Data excerpts:
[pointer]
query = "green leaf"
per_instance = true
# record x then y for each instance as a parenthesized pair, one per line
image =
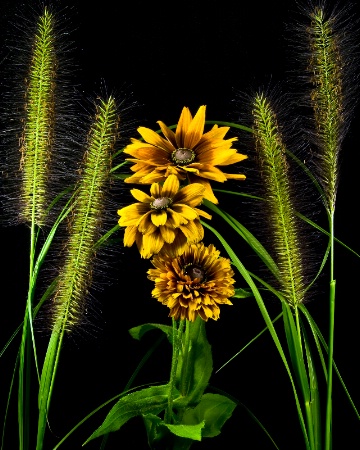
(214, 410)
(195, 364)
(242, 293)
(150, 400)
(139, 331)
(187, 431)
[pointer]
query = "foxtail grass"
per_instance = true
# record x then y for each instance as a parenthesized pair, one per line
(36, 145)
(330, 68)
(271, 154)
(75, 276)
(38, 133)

* * *

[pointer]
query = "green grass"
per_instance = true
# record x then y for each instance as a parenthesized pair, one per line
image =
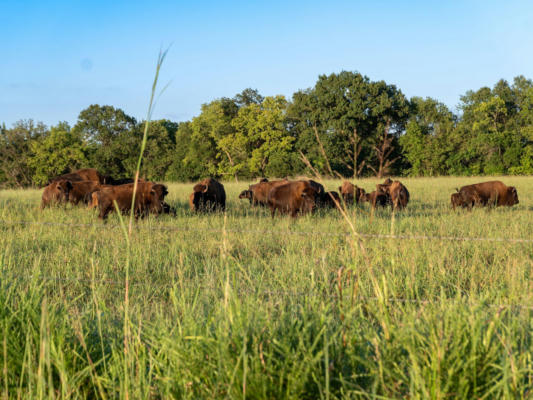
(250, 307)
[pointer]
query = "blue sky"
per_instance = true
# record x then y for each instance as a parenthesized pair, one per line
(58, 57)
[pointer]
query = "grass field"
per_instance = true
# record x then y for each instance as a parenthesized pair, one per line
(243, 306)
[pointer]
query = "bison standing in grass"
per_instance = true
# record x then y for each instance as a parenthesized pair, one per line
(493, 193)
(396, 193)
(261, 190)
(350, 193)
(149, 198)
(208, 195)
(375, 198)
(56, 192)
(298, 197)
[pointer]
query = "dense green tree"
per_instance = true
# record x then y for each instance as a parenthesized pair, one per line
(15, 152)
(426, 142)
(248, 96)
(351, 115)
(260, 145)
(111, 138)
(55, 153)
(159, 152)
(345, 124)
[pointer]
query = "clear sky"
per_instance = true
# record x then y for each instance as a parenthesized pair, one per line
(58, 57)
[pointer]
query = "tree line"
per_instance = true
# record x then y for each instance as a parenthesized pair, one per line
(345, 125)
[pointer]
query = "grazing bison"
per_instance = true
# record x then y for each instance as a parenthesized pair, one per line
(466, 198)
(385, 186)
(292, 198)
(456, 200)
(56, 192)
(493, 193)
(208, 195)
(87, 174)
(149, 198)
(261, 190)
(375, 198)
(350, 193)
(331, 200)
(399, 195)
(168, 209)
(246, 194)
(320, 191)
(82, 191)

EXERCISE | Scan the data for the string "green" and copy each line in which it occurs.

ANSWER FOR THIS EXERCISE |
query = "green leaf"
query = "green grass"
query = "dense green tree"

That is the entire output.